Coordinate annotation records:
########

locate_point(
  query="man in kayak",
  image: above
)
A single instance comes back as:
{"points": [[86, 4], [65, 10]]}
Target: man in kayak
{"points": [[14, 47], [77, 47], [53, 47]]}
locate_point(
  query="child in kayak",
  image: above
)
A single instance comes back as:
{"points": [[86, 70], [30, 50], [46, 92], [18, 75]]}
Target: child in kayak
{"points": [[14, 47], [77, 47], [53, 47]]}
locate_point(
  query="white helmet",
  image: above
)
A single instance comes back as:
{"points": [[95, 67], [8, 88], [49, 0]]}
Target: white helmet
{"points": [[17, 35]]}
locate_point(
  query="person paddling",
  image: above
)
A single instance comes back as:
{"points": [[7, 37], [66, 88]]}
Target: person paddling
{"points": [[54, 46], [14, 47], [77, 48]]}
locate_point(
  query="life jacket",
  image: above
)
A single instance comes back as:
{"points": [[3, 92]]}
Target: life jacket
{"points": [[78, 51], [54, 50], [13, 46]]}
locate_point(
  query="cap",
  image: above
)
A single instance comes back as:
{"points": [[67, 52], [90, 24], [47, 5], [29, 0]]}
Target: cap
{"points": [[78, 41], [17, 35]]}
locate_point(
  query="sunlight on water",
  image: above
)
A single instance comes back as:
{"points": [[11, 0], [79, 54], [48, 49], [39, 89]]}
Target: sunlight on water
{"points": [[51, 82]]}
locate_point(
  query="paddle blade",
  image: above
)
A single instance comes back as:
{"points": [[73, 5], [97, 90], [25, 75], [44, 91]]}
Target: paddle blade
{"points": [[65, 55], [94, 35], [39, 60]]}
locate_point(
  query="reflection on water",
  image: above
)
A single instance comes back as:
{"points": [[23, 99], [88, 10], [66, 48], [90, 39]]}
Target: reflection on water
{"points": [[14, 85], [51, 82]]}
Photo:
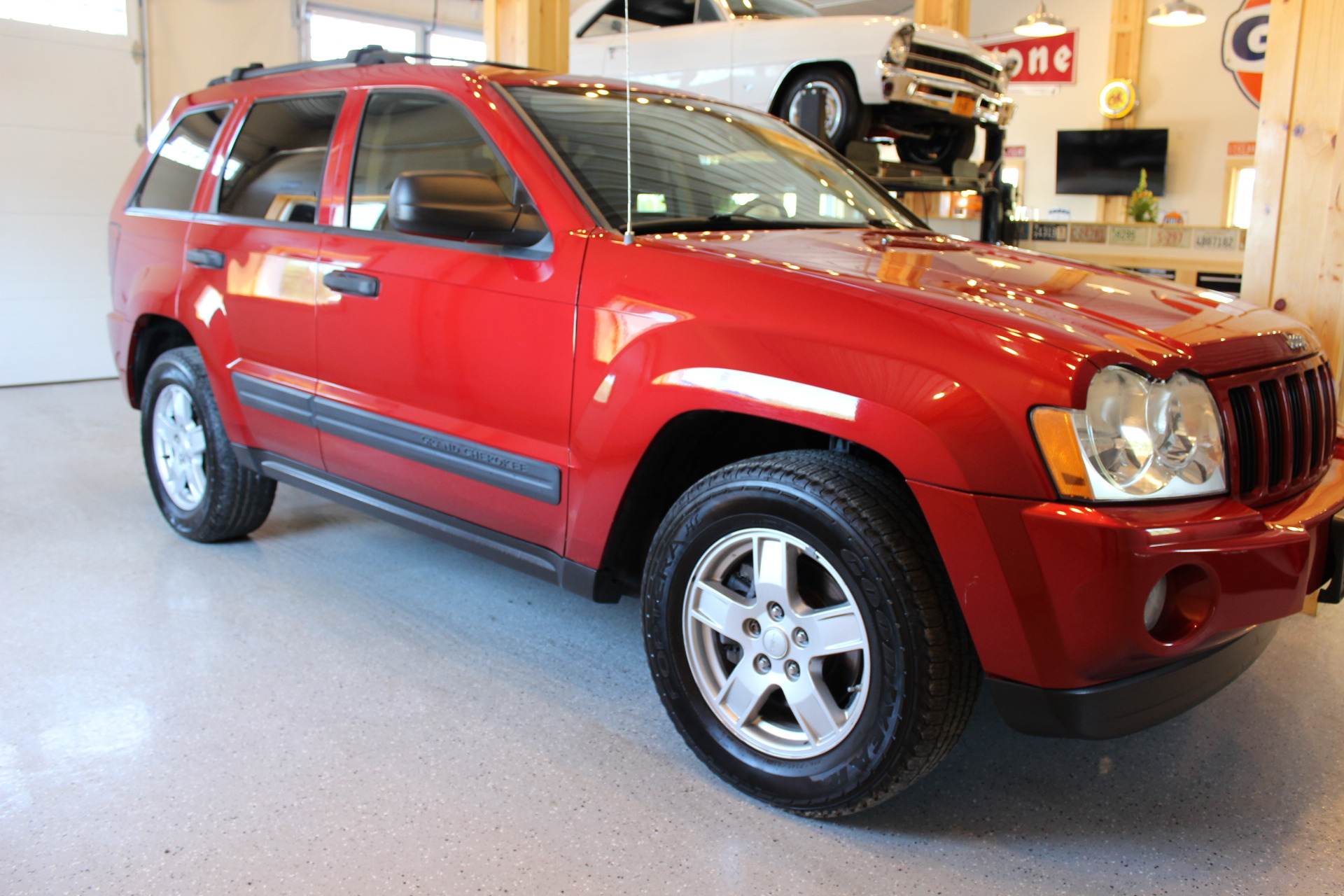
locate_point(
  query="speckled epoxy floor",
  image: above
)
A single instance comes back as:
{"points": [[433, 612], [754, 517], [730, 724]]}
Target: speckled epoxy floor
{"points": [[342, 707]]}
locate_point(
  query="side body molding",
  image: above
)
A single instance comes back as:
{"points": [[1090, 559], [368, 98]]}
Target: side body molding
{"points": [[502, 469], [495, 546]]}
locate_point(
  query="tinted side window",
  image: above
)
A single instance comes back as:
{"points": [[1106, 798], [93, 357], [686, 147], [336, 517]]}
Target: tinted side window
{"points": [[176, 169], [274, 169], [644, 14], [420, 132]]}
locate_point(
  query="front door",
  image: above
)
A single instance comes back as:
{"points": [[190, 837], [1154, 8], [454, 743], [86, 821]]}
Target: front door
{"points": [[252, 267], [445, 365]]}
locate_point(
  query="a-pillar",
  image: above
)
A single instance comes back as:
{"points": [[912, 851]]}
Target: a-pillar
{"points": [[528, 33]]}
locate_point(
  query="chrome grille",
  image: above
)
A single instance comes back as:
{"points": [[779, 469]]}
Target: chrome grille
{"points": [[951, 64], [1281, 428]]}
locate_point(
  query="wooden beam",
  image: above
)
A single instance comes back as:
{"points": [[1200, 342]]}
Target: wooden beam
{"points": [[944, 14], [1294, 250], [1126, 46], [528, 33], [1272, 150]]}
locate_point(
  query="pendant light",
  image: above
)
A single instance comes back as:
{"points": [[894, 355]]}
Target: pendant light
{"points": [[1176, 14], [1041, 24]]}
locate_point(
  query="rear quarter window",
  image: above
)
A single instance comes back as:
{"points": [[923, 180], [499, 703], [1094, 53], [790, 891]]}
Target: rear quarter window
{"points": [[175, 172]]}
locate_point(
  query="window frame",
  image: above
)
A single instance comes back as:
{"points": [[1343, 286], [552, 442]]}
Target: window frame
{"points": [[539, 250], [1236, 166], [134, 199], [225, 153]]}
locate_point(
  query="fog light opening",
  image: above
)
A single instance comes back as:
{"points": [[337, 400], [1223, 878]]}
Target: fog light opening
{"points": [[1155, 605], [1180, 603]]}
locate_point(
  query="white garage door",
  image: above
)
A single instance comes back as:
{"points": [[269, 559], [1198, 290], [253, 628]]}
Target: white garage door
{"points": [[69, 108]]}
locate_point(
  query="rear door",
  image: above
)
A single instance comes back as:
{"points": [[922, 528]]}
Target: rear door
{"points": [[445, 365], [252, 267], [150, 251]]}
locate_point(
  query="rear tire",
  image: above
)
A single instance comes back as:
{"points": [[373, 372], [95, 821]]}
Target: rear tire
{"points": [[803, 634], [200, 485]]}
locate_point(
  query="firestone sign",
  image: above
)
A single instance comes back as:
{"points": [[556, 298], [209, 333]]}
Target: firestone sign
{"points": [[1245, 39], [1042, 61]]}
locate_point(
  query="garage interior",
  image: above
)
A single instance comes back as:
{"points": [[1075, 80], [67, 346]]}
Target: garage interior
{"points": [[337, 706]]}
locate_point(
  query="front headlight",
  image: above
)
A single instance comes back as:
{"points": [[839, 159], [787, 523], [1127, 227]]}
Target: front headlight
{"points": [[899, 45], [1136, 440]]}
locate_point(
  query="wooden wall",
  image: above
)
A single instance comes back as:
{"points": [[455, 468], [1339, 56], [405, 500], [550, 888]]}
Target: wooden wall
{"points": [[945, 14], [528, 33], [1294, 248]]}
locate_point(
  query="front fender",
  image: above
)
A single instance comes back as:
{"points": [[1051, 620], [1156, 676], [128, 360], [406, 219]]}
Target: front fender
{"points": [[926, 390]]}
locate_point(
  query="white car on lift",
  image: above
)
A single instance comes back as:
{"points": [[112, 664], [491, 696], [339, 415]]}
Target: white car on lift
{"points": [[881, 76]]}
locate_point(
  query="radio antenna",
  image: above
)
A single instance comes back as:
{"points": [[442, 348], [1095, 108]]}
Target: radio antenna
{"points": [[629, 179]]}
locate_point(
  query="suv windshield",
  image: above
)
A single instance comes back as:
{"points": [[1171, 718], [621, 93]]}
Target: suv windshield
{"points": [[772, 8], [699, 166]]}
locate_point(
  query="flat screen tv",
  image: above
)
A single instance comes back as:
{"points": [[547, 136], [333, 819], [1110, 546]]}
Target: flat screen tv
{"points": [[1107, 163]]}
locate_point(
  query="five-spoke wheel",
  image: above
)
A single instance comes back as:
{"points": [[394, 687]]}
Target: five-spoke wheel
{"points": [[803, 633], [776, 644], [179, 447], [202, 489]]}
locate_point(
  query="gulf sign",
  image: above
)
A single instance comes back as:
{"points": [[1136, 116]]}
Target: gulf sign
{"points": [[1245, 38], [1042, 61]]}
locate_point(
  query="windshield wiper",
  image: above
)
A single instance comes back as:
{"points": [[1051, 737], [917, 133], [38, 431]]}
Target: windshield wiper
{"points": [[738, 222]]}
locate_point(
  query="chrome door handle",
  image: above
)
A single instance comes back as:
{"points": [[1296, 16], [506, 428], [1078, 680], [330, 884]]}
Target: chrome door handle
{"points": [[351, 284], [206, 258]]}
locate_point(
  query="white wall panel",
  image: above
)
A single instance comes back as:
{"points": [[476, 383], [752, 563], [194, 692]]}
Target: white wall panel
{"points": [[69, 108]]}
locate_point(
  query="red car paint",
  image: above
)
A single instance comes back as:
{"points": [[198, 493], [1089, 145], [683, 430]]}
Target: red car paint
{"points": [[930, 351]]}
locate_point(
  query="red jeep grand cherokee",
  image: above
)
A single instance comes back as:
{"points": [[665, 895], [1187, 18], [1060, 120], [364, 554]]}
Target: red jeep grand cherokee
{"points": [[846, 463]]}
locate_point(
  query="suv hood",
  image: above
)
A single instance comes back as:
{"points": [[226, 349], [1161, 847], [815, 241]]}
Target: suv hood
{"points": [[1104, 315]]}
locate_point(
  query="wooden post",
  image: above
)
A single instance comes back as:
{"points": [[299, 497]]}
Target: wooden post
{"points": [[528, 33], [1294, 248], [945, 14], [1126, 45]]}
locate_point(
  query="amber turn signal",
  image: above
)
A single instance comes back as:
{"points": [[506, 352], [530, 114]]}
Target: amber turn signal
{"points": [[1054, 428]]}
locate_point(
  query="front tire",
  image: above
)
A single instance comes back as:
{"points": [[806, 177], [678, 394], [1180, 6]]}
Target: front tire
{"points": [[841, 115], [202, 491], [946, 146], [803, 636]]}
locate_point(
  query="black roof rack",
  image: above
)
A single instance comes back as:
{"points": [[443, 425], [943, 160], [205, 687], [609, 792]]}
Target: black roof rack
{"points": [[370, 55]]}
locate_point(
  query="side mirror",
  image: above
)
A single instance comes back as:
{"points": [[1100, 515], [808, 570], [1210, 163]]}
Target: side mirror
{"points": [[461, 204]]}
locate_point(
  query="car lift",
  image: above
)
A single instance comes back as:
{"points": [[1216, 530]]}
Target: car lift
{"points": [[996, 226]]}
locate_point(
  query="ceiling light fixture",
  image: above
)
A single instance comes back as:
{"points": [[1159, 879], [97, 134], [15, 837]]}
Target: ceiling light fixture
{"points": [[1041, 24], [1176, 14]]}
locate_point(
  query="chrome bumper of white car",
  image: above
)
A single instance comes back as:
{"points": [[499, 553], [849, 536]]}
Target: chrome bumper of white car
{"points": [[933, 92]]}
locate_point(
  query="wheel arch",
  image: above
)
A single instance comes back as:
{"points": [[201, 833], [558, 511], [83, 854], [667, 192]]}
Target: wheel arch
{"points": [[685, 449], [152, 336], [843, 66]]}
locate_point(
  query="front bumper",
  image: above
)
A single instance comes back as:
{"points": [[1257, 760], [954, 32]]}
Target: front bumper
{"points": [[1129, 704], [1054, 593], [941, 94]]}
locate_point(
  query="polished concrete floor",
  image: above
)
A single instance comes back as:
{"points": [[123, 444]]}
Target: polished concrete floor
{"points": [[337, 707]]}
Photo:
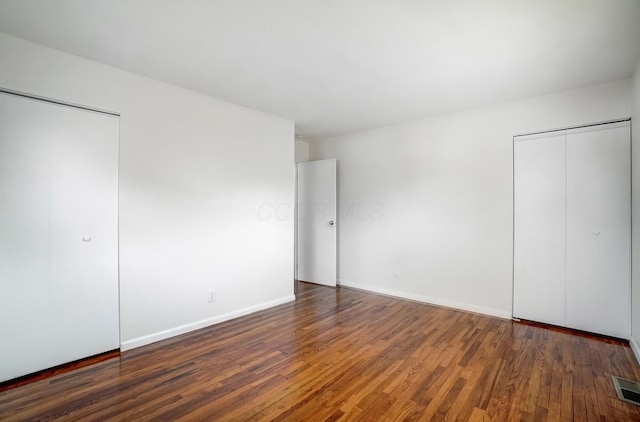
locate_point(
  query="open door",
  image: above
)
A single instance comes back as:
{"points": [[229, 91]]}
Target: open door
{"points": [[316, 222]]}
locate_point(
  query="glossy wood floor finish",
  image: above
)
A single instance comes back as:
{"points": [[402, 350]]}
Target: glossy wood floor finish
{"points": [[342, 354]]}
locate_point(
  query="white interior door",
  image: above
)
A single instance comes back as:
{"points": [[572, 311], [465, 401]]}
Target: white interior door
{"points": [[599, 229], [58, 234], [539, 228], [316, 222]]}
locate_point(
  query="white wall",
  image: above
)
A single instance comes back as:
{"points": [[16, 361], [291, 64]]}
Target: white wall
{"points": [[194, 172], [301, 151], [635, 208], [426, 208]]}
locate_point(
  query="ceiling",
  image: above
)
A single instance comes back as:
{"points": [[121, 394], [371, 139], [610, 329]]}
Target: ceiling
{"points": [[344, 66]]}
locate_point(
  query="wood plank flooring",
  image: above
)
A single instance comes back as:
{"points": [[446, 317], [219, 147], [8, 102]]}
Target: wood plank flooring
{"points": [[343, 354]]}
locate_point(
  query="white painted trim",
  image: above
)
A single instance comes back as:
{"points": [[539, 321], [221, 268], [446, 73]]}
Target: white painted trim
{"points": [[426, 299], [172, 332], [635, 348]]}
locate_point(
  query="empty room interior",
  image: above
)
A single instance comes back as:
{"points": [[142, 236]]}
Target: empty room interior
{"points": [[236, 210]]}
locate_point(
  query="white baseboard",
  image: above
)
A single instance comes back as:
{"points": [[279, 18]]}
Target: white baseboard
{"points": [[426, 299], [172, 332], [635, 348]]}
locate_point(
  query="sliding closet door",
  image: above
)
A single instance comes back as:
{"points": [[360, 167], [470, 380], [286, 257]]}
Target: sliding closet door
{"points": [[58, 235], [599, 229], [539, 224]]}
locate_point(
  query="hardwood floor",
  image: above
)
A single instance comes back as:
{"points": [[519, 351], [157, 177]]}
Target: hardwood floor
{"points": [[342, 354]]}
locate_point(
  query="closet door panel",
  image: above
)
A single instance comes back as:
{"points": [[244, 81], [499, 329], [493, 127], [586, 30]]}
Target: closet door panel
{"points": [[598, 230], [24, 236], [83, 234], [58, 183], [539, 229]]}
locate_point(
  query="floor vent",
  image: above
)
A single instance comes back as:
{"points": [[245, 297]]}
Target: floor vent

########

What the exercise asks: How many lines of the items above contain the string "helmet"? Reply with the number only.

Written response: 2